This function performs the multiple comparisons and modelling (MCPMod) procedure presented in Bretz et al. (2005). The method consists of two steps: (i) MCP step (apply MCPtest function): The function calculates the optimal contrasts (if not supplied) and the contrast test statistics. In the calculation of the critical value and p-values multiplicity is taken into account. (ii) Modelling step (apply fitDRModel function): If there is at least one significant contrast, one model or a combination of models is chosen (depending on the selModel argument) for dose estimation. In case of non-convergence of certain non-linear models the remaining significant models are used. Finally the target dose is estimated. Built in models are the linear, linear in log, emax, sigmoid emax, logistic, exponential, quadratic and beta model (for their definitions see Dose-Response Models). Users may hand over their own model functions for details have a look at the Example (iii).

**Task to complete**
Decide whether each statement below agrees with the MCPMod description, answering yes or no and quoting the deciding words of the text. 1. The MCP step takes multiplicity into account when calculating the critical value and p-values. 2. The modelling step chooses a model even when no contrast is significant. 3. Users are limited to the built-in models.

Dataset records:
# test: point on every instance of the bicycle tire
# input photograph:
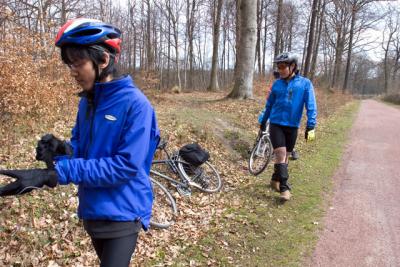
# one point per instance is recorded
(257, 164)
(204, 177)
(164, 206)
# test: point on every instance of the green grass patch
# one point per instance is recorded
(262, 231)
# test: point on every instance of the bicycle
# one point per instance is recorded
(164, 206)
(261, 154)
(204, 178)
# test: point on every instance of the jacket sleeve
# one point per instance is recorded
(139, 138)
(311, 105)
(268, 105)
(74, 139)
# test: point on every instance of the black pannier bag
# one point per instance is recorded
(194, 154)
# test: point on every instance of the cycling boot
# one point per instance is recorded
(284, 187)
(275, 179)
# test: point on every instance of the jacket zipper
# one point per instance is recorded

**Answer space**
1. Yes: "In the calculation of the critical value and p-values multiplicity is taken into account."
2. No: "If there is at least one significant contrast, one model or a combination of models is chosen"
3. No: "Users may hand over their own model functions"